====== Source data

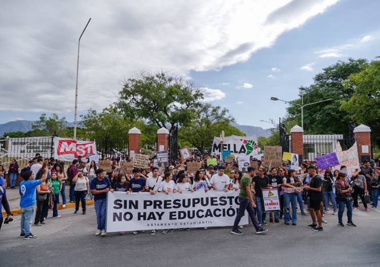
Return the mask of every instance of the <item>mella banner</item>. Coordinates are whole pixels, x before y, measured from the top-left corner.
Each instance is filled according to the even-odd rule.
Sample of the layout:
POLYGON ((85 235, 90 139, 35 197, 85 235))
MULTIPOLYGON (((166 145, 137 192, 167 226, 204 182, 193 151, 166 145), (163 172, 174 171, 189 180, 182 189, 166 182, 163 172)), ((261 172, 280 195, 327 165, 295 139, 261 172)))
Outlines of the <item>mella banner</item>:
POLYGON ((97 154, 95 142, 79 141, 67 138, 54 137, 54 158, 72 161, 78 156, 83 158, 97 154))
MULTIPOLYGON (((182 193, 109 192, 107 232, 232 226, 239 191, 213 190, 182 193)), ((248 224, 248 216, 240 225, 248 224)))

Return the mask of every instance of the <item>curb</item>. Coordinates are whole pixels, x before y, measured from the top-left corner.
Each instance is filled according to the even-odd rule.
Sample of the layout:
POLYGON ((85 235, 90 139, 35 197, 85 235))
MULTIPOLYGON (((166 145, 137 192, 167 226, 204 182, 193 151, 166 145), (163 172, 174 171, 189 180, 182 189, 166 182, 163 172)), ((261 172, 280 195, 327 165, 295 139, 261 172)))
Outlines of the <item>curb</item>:
MULTIPOLYGON (((86 199, 86 206, 92 205, 93 204, 94 204, 94 201, 86 199)), ((67 209, 68 208, 75 208, 75 203, 67 203, 67 204, 66 204, 66 207, 65 208, 62 208, 62 204, 59 204, 57 207, 57 209, 58 210, 63 210, 64 209, 67 209)), ((49 210, 51 211, 52 210, 50 209, 49 210)), ((21 211, 20 208, 15 209, 14 210, 11 210, 11 213, 13 214, 13 215, 17 215, 18 214, 20 214, 21 213, 21 211)), ((5 211, 3 211, 3 217, 6 216, 7 213, 5 211)))

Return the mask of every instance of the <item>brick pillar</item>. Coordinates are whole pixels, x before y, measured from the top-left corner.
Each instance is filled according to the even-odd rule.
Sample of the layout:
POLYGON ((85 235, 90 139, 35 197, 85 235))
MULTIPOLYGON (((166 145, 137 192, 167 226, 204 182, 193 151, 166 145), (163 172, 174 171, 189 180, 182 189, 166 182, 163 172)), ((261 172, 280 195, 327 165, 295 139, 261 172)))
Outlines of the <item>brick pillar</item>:
POLYGON ((164 146, 164 151, 169 149, 169 131, 162 127, 157 131, 157 151, 160 151, 160 146, 164 146))
POLYGON ((354 135, 358 146, 359 161, 362 162, 366 157, 369 160, 372 156, 371 155, 371 128, 368 126, 360 124, 354 129, 354 135), (367 149, 368 149, 368 151, 367 149), (363 158, 362 158, 362 156, 364 156, 363 158))
POLYGON ((295 125, 290 130, 292 135, 292 153, 302 155, 303 156, 303 129, 295 125))
POLYGON ((135 154, 140 154, 140 136, 141 131, 134 127, 128 131, 128 156, 131 155, 131 150, 135 152, 135 154))

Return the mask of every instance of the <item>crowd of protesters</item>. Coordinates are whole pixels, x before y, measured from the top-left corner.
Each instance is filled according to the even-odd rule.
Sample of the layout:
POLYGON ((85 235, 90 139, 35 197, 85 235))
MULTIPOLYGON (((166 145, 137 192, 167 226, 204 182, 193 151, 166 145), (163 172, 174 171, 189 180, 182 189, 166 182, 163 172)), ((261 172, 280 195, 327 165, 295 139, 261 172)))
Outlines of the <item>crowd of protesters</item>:
MULTIPOLYGON (((107 193, 113 191, 131 192, 147 192, 151 194, 184 191, 195 191, 209 190, 227 191, 239 190, 240 206, 234 225, 231 231, 235 235, 242 235, 240 229, 243 226, 240 220, 247 210, 256 233, 268 231, 263 225, 268 225, 267 213, 264 212, 261 189, 277 188, 280 196, 280 211, 274 213, 271 222, 279 223, 283 220, 285 225, 297 225, 297 211, 302 216, 311 217, 311 223, 307 227, 314 231, 323 230, 322 223, 327 222, 323 218, 332 208, 332 214, 337 215, 338 225, 344 226, 343 214, 347 210, 347 225, 356 226, 352 219, 353 210, 359 209, 358 197, 365 211, 377 208, 380 184, 380 162, 364 161, 360 169, 353 173, 347 172, 345 166, 339 170, 320 170, 314 164, 305 161, 299 166, 291 165, 284 161, 280 168, 270 168, 262 162, 263 159, 252 157, 257 168, 249 167, 239 169, 237 161, 224 162, 218 160, 216 165, 207 165, 209 156, 193 153, 187 160, 173 162, 164 169, 155 166, 154 160, 149 167, 144 169, 134 168, 132 173, 120 173, 119 163, 128 161, 128 157, 112 158, 110 172, 97 168, 95 161, 83 161, 80 157, 67 168, 64 162, 54 158, 44 160, 39 154, 21 170, 23 181, 19 186, 21 196, 21 211, 20 237, 24 239, 36 238, 31 231, 31 225, 41 226, 46 223, 49 209, 53 210, 52 218, 59 218, 58 205, 66 204, 65 186, 69 186, 69 201, 75 203, 74 214, 81 204, 82 213, 86 214, 86 199, 93 199, 96 214, 97 230, 96 236, 105 236, 106 200, 107 193), (187 163, 197 161, 202 167, 195 173, 187 171, 187 163), (242 172, 242 171, 243 171, 242 172), (302 190, 296 190, 300 187, 302 190), (62 199, 62 201, 60 201, 62 199), (368 204, 368 205, 367 205, 368 204), (291 207, 291 213, 290 207, 291 207), (305 211, 307 209, 309 213, 305 211)), ((10 177, 9 189, 16 186, 16 178, 12 174, 18 173, 19 166, 15 160, 12 161, 8 173, 10 177)), ((6 197, 7 183, 4 178, 6 172, 0 164, 0 199, 7 214, 6 221, 12 221, 12 215, 6 197)), ((0 229, 3 218, 0 217, 0 229)), ((207 227, 205 227, 207 229, 207 227)), ((189 230, 181 228, 180 230, 189 230)), ((173 231, 166 229, 162 233, 173 231)), ((144 231, 134 231, 137 234, 144 231)), ((157 231, 151 230, 150 235, 157 231)), ((120 232, 124 235, 124 232, 120 232)))

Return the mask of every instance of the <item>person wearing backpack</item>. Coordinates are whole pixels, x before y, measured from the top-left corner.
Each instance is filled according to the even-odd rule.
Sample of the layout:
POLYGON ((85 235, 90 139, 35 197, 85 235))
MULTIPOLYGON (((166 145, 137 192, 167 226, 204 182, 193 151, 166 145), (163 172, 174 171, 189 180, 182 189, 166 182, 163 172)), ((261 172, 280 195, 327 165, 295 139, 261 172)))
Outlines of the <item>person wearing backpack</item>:
POLYGON ((74 197, 74 191, 75 189, 75 183, 72 182, 72 179, 75 177, 78 173, 78 160, 74 159, 72 161, 72 164, 67 169, 67 180, 70 184, 70 191, 69 198, 70 198, 70 203, 75 203, 74 197))

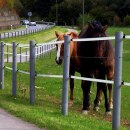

============

Swap every "whole pixels" in the records for "integer pixels" and write the records out again with nothing else altered. Leave out the pictures.

■ Answer for this exercise:
Return the mask of every instance of the <item>mella banner</item>. Coordinates are integer pixels, x before y, measured from the top-left corner.
Each instance is filled according to the even-odd rule.
Sample of the layout:
POLYGON ((85 235, 90 139, 35 197, 85 235))
MULTIPOLYGON (((166 145, 137 192, 167 226, 204 182, 193 151, 166 145), (163 172, 174 171, 189 180, 182 189, 166 182, 163 172)), ((261 172, 280 195, 327 165, 295 139, 261 172)))
Outlines of the <item>mella banner</item>:
POLYGON ((97 154, 95 142, 79 141, 67 138, 54 137, 54 158, 72 161, 78 156, 83 158, 97 154))
MULTIPOLYGON (((182 193, 109 192, 107 232, 232 226, 239 191, 213 190, 182 193)), ((248 224, 248 216, 240 225, 248 224)))

Return the mask of every instance of the <item>curb</item>. Coordinates are integer pixels, x before y, measured from the top-left corner.
Each instance is filled according to the even-odd rule.
Sample of the layout:
POLYGON ((85 235, 90 139, 35 197, 85 235))
MULTIPOLYGON (((166 145, 137 192, 167 226, 204 182, 193 151, 166 145), (163 172, 174 171, 189 180, 182 189, 166 182, 163 172)), ((261 172, 280 195, 327 165, 295 139, 261 172)))
Outlines of the <item>curb</item>:
MULTIPOLYGON (((86 199, 86 206, 92 205, 93 204, 94 204, 94 201, 86 199)), ((67 209, 68 208, 75 208, 75 203, 67 203, 67 204, 66 204, 66 207, 65 208, 62 208, 62 204, 59 204, 57 207, 57 209, 58 210, 63 210, 64 209, 67 209)), ((49 210, 51 211, 52 210, 50 209, 49 210)), ((21 211, 20 208, 15 209, 14 210, 11 210, 11 213, 13 214, 13 215, 17 215, 18 214, 20 214, 21 213, 21 211)), ((5 211, 3 211, 3 217, 6 216, 7 213, 5 211)))

Return the mask of every instance of the <item>brick pillar</item>. Coordinates are integer pixels, x before y, measured from the top-left corner.
Each instance is filled according to the even-odd rule.
Sample of the layout:
POLYGON ((85 235, 90 139, 35 197, 85 235))
MULTIPOLYGON (((166 145, 137 192, 167 226, 204 182, 193 151, 166 145), (163 172, 174 171, 189 180, 182 189, 166 182, 163 172)), ((261 172, 280 195, 327 165, 295 139, 261 172)))
Outlines of the <item>brick pillar</item>:
POLYGON ((164 146, 164 151, 169 149, 169 131, 162 127, 157 131, 157 151, 160 151, 160 146, 164 146))
POLYGON ((354 135, 358 146, 359 161, 362 162, 366 157, 369 160, 372 156, 371 155, 371 128, 368 126, 360 124, 354 129, 354 135), (367 149, 368 149, 368 151, 367 149), (363 158, 362 158, 362 156, 364 156, 363 158))
POLYGON ((295 125, 290 130, 292 135, 292 153, 302 155, 303 156, 303 129, 295 125))
POLYGON ((135 154, 140 154, 140 136, 141 131, 134 127, 128 131, 128 156, 131 155, 131 150, 135 152, 135 154))

Return the mask of every instance of the <item>crowd of protesters</item>. Coordinates are integer pixels, x before y, measured from the top-left corner.
Each instance is filled according to the even-odd rule.
Sample of the layout:
POLYGON ((85 235, 90 139, 35 197, 85 235))
MULTIPOLYGON (((166 145, 137 192, 167 226, 204 182, 193 151, 166 145), (163 172, 174 171, 189 180, 182 189, 166 182, 163 172)), ((261 172, 280 195, 327 165, 295 139, 261 172)))
Outlines of the <item>crowd of protesters</item>:
MULTIPOLYGON (((107 193, 113 191, 131 192, 147 192, 151 194, 184 191, 195 191, 209 190, 227 191, 239 190, 240 206, 234 225, 231 231, 235 235, 242 235, 240 229, 243 226, 240 220, 247 210, 256 233, 268 231, 263 225, 268 225, 267 213, 264 212, 261 189, 277 188, 280 196, 280 211, 274 213, 271 222, 279 223, 283 220, 285 225, 297 225, 297 211, 302 216, 311 217, 311 223, 307 227, 314 231, 323 230, 322 223, 327 222, 323 218, 332 208, 332 214, 337 215, 338 225, 344 226, 343 214, 347 210, 347 225, 356 226, 352 219, 353 210, 359 209, 358 197, 365 211, 377 208, 380 184, 380 162, 364 161, 360 169, 353 173, 347 172, 345 166, 339 170, 320 170, 314 164, 305 161, 299 166, 291 165, 284 161, 280 168, 270 168, 262 162, 263 159, 252 157, 257 168, 249 167, 239 169, 237 161, 224 162, 218 160, 216 165, 207 165, 209 156, 193 153, 187 160, 173 162, 164 169, 155 166, 154 160, 149 167, 144 169, 134 168, 132 173, 120 173, 119 163, 128 161, 128 157, 112 158, 110 172, 97 168, 95 161, 83 161, 80 157, 67 168, 64 162, 54 158, 44 160, 39 154, 21 170, 23 181, 19 186, 21 196, 21 211, 20 237, 24 239, 36 238, 31 231, 31 225, 41 226, 46 223, 49 209, 53 210, 52 218, 59 218, 58 205, 66 204, 65 186, 69 186, 69 201, 75 203, 74 214, 81 204, 82 213, 86 214, 86 199, 93 199, 96 214, 97 230, 96 236, 105 236, 106 200, 107 193), (187 163, 197 161, 202 167, 195 173, 187 171, 187 163), (242 172, 242 171, 243 171, 242 172), (302 190, 296 190, 300 187, 302 190), (62 199, 62 201, 60 201, 62 199), (368 204, 368 205, 367 205, 368 204), (291 207, 291 213, 290 207, 291 207), (305 211, 307 209, 309 213, 305 211)), ((10 177, 9 189, 16 186, 16 178, 12 174, 18 173, 19 166, 15 160, 12 161, 8 173, 10 177)), ((6 197, 7 183, 4 178, 6 172, 0 164, 0 199, 7 214, 6 221, 12 221, 12 215, 6 197)), ((0 229, 3 218, 0 217, 0 229)), ((207 227, 205 227, 207 229, 207 227)), ((189 230, 181 228, 180 230, 189 230)), ((173 231, 166 229, 162 233, 173 231)), ((144 231, 134 231, 137 234, 144 231)), ((157 231, 151 230, 150 235, 157 231)), ((120 232, 124 235, 124 232, 120 232)))

Return the mask of every instance of the <item>person wearing backpack</item>. Coordinates are integer pixels, x before y, measured from the top-left corner.
Each instance is filled according to the even-odd rule.
Sample of the layout:
POLYGON ((85 235, 90 139, 35 197, 85 235))
MULTIPOLYGON (((166 145, 137 192, 167 226, 204 182, 193 151, 166 145), (163 172, 174 171, 189 180, 182 189, 166 182, 163 172)), ((261 172, 280 195, 327 165, 295 139, 261 172)))
Outlines of the <item>person wearing backpack</item>:
POLYGON ((74 197, 74 191, 75 189, 75 183, 72 182, 72 179, 75 177, 78 173, 78 160, 74 159, 72 161, 72 164, 67 169, 67 180, 70 184, 70 191, 69 198, 70 198, 70 203, 75 203, 74 197))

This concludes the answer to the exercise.